Please write out every line of the entries below as a numbered list, skipping blank lines and leaving out any pictures.

[begin Records for the task]

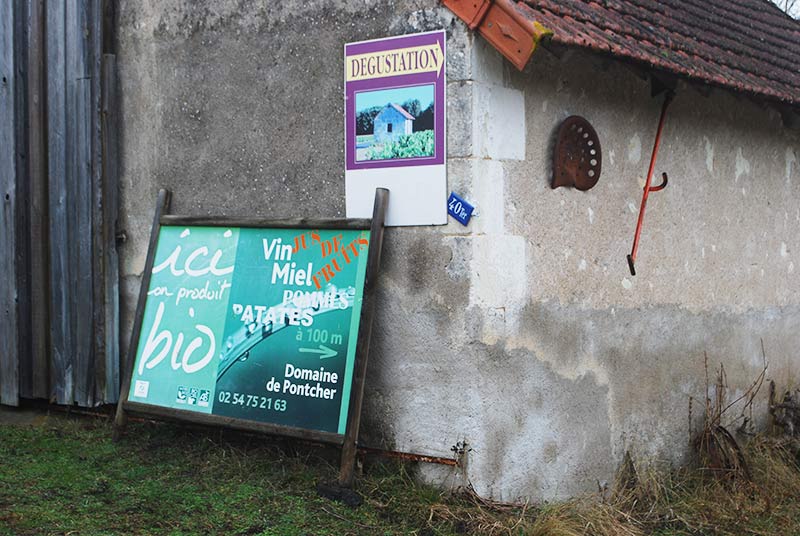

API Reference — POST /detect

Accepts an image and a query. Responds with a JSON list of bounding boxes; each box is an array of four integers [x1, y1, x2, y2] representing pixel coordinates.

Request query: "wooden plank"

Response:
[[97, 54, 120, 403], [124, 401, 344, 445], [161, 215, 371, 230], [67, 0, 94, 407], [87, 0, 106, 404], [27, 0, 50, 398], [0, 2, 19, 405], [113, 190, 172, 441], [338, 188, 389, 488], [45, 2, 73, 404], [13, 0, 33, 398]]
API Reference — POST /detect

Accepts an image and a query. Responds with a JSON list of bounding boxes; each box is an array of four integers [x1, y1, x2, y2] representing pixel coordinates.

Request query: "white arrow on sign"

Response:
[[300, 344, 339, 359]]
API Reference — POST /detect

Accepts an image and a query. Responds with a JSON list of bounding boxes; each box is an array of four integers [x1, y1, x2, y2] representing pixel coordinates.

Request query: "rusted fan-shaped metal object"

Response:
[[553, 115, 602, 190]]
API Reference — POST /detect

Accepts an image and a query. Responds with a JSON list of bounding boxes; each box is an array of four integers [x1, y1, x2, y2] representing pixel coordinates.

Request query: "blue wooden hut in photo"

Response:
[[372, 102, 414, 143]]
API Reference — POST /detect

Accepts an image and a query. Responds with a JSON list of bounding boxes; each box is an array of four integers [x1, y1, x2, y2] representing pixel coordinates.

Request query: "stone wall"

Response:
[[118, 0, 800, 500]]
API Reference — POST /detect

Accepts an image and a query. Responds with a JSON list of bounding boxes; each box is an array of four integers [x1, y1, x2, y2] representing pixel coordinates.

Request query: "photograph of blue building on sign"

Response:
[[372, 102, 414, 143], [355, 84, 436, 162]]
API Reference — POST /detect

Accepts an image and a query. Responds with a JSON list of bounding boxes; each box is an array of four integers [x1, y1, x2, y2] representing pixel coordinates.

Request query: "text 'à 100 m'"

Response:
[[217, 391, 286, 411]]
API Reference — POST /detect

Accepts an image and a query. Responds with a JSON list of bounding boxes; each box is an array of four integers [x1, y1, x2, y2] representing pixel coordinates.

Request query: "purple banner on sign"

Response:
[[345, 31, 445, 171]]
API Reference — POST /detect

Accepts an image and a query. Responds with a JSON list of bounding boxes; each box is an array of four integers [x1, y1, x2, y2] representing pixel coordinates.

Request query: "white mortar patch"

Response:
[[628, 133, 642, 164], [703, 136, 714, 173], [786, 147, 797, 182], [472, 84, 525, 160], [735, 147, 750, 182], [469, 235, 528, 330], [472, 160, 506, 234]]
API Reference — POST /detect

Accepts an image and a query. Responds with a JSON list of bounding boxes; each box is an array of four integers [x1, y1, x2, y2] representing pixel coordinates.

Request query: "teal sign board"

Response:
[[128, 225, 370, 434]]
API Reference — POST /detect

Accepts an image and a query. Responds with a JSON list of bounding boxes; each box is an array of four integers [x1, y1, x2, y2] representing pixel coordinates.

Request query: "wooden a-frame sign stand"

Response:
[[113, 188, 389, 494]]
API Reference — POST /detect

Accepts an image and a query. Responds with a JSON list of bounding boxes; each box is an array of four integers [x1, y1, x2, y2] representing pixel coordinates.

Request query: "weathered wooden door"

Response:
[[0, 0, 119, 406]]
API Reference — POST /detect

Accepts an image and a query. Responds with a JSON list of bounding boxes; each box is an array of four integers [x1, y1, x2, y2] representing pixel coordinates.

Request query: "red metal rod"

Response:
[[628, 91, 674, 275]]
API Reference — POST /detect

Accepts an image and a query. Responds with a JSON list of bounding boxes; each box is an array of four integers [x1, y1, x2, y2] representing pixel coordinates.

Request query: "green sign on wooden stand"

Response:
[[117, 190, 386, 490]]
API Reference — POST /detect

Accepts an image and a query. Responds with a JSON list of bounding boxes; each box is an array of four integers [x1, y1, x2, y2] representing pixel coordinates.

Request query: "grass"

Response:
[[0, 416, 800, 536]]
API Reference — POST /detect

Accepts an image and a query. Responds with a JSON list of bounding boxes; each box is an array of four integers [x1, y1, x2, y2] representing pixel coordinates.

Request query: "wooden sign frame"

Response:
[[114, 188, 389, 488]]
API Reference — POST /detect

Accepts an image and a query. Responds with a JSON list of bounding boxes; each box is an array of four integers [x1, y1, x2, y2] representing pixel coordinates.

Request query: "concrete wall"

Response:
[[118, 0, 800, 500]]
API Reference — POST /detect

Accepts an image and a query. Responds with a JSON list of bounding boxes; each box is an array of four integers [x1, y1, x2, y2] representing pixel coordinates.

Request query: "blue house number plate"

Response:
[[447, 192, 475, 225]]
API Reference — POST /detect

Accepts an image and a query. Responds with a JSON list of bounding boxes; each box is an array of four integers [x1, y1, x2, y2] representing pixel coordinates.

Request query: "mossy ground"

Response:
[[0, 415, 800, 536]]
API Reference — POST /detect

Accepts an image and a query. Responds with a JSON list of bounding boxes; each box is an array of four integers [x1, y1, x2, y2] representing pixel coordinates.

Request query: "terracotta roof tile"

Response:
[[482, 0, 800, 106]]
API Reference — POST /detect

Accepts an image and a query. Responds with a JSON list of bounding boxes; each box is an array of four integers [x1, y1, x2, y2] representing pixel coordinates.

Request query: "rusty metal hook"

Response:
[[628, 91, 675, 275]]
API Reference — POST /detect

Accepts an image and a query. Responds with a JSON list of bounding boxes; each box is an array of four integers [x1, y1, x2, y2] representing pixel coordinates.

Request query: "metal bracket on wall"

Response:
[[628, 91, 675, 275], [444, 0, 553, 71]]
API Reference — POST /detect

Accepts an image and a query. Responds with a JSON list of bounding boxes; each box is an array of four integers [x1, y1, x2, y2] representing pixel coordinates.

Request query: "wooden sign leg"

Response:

[end Records for the task]

Full output |
1. API Reference — POST /detect
2. Accepts an image and a query. Responds with a JSON list of bounding boxes; each box is an array of four integers [x1, y1, x2, y2] representing pixel coordinates.
3. Request query: "wooden plank"
4. Response:
5. [[97, 54, 120, 403], [124, 401, 344, 445], [161, 215, 371, 230], [67, 0, 94, 407], [87, 0, 106, 404], [27, 0, 50, 398], [0, 2, 19, 405], [113, 190, 172, 441], [338, 188, 389, 488], [45, 2, 73, 404], [13, 0, 33, 398]]
6. API Reference — POST /detect
7. Accepts an image and a query. Responds with a JSON list of bounding boxes; each box is an array of four integers [x1, y1, x2, y2] representing pixel coordinates.
8. Request query: "white arrow on sign"
9. Response:
10. [[300, 344, 339, 359]]
11. API Reference — POST /detect
12. Accepts an image and a query. Responds with a JSON list of bounding boxes; each box is an array of four integers [x1, y1, x2, y2] representing pixel coordinates.
13. Request query: "rusted fan-shaped metal object"
14. Response:
15. [[553, 115, 602, 190]]
16. API Reference — POST /detect
17. Accepts an image and a query. Responds with a JSON list of bounding boxes; each box is an array of four integers [x1, y1, x2, y2] representing pixel coordinates.
18. Request query: "blue wooden hut in photo"
19. Response:
20. [[372, 102, 414, 143]]
21. API Reference — POST /detect
22. Accepts an image and a query. Responds with a JSON list of bounding boxes; each box is an array of four integers [x1, y1, x2, y2] representing pixel coordinates.
23. Request query: "stone wall"
24. Response:
25. [[118, 0, 800, 500]]
26. API Reference — POST /detect
27. Accepts an image and a query. Responds with a JSON list of bounding boxes; each box is an array of four integers [x1, y1, x2, y2] representing pixel coordinates.
28. Request query: "photograph of blue building on sign"
29. Response:
30. [[372, 102, 414, 143], [355, 84, 436, 162]]
31. API Reference — POST /detect
32. Accepts an image and a query. Responds with a JSON list of bounding boxes; each box is an array of four integers [x1, y1, x2, y2] representing pixel coordinates.
33. Request query: "text 'à 100 m'"
34. Response:
35. [[217, 391, 286, 411]]
36. API Reference — POST /detect
37. Accepts an image and a query. Responds with a JSON list of bounding boxes; each box is an array of four integers [x1, y1, x2, y2] representing pixel coordinates.
38. Request query: "purple banner on sign"
39. Response:
40. [[345, 31, 445, 171]]
41. API Reference — POST /detect
42. Accepts an image and a query. Responds with a JSON list of bounding boxes; each box is an array of four integers [x1, y1, x2, y2] representing pixel coordinates.
43. Request query: "white mortar patch"
44. Response:
45. [[628, 133, 642, 164], [703, 136, 714, 173], [786, 147, 797, 182], [472, 84, 525, 160], [735, 147, 750, 182], [469, 235, 528, 330], [472, 160, 506, 234]]
46. API Reference — POST /detect
47. Accepts an image and a query. Responds with a JSON list of bounding boxes; each box is an array of four integers [x1, y1, x2, y2] representing pixel coordinates.
48. Request query: "teal sign board"
49. Response:
50. [[128, 225, 370, 434]]
51. API Reference — POST /detect
52. Accepts an image and a query. Responds with a JSON list of bounding boxes; each box is an array of four integers [x1, y1, x2, y2] representing pixel coordinates.
53. Request query: "wooden a-frame sign stand"
54. Response:
55. [[113, 188, 389, 494]]
56. API Reference — POST /detect
57. Accepts an image and a query. Responds with a JSON list of bounding boxes; each box is an array of four integers [x1, y1, x2, y2] representing pixel coordinates.
58. Request query: "weathered wooden door"
59. Response:
60. [[0, 0, 119, 406]]
61. API Reference — POST /detect
62. Accepts an image and a query. Responds with a JSON list of bounding boxes; each box is an array of four integers [x1, y1, x2, y2] representing pixel coordinates.
63. Request query: "red metal rod"
64. Response:
65. [[628, 91, 674, 275]]
66. API Reference — POST /detect
67. Accepts an image and a query. Responds with a JSON list of bounding boxes; each box is an array of four integers [x1, y1, x2, y2] representing pixel coordinates.
68. Request query: "green sign on wooden stand"
69. Response:
70. [[117, 190, 386, 490]]
71. API Reference — POST /detect
72. Accepts an image and a query. Responds with a JSON list of bounding boxes; each box is an array of four integers [x1, y1, x2, y2] representing pixel coordinates.
73. Request query: "grass"
74. Response:
75. [[0, 416, 800, 536]]
76. API Reference — POST /detect
77. Accepts an image and a query. Responds with a JSON list of bounding boxes; each box is an array of four integers [x1, y1, x2, y2] representing pixel coordinates.
78. Request query: "wooden sign frame"
79. Response:
80. [[114, 188, 389, 488]]
81. API Reference — POST /detect
82. Accepts an image and a query. Responds with a JSON list of bounding boxes; each box is an array of four integers [x1, y1, x2, y2] representing pixel coordinates.
83. Request query: "concrete wall"
84. Response:
85. [[118, 0, 800, 500]]
86. API Reference — POST /detect
87. Accepts an image and a query. Responds with a JSON list of bounding boxes; each box is an array of four integers [x1, y1, x2, y2] representing pixel coordinates.
88. Request query: "blue house number plate"
89. Response:
90. [[447, 192, 475, 225]]
91. API Reference — POST /detect
92. Accepts an image and a query. Responds with a JSON list of bounding boxes; each box is an array of four integers [x1, y1, x2, y2] representing pixel coordinates.
93. Request query: "mossy ground"
94. Response:
95. [[0, 415, 800, 536]]
96. API Reference — POST /detect
97. Accepts an image and a query. Responds with a JSON list of bounding boxes; each box is an array of four integers [x1, y1, x2, y2] representing pixel coordinates.
98. Request query: "terracotta roof tile"
99. Response:
100. [[482, 0, 800, 106]]
101. API Reference — POST /detect
102. Accepts an image and a query. Responds with a JSON list of bounding boxes; each box is an array of four integers [x1, y1, x2, y2] representing pixel coordinates.
103. Request query: "rusty metal hook"
104. Response:
105. [[628, 91, 675, 275]]
106. API Reference — POST /detect
107. Accepts an image and a query. Responds with a JSON list of bounding boxes; each box is an array of four integers [x1, y1, x2, y2] representing pixel coordinates.
108. Request query: "metal bracket on wall"
109. Response:
110. [[628, 91, 675, 275], [444, 0, 553, 71]]
111. API Reference — POST /detect
112. Accepts an image and a query. Responds with a JSON list of bounding boxes; each box is an array of four integers [x1, y1, x2, y2] representing pixel coordinates.
113. Request query: "wooden sign leg"
114. Response:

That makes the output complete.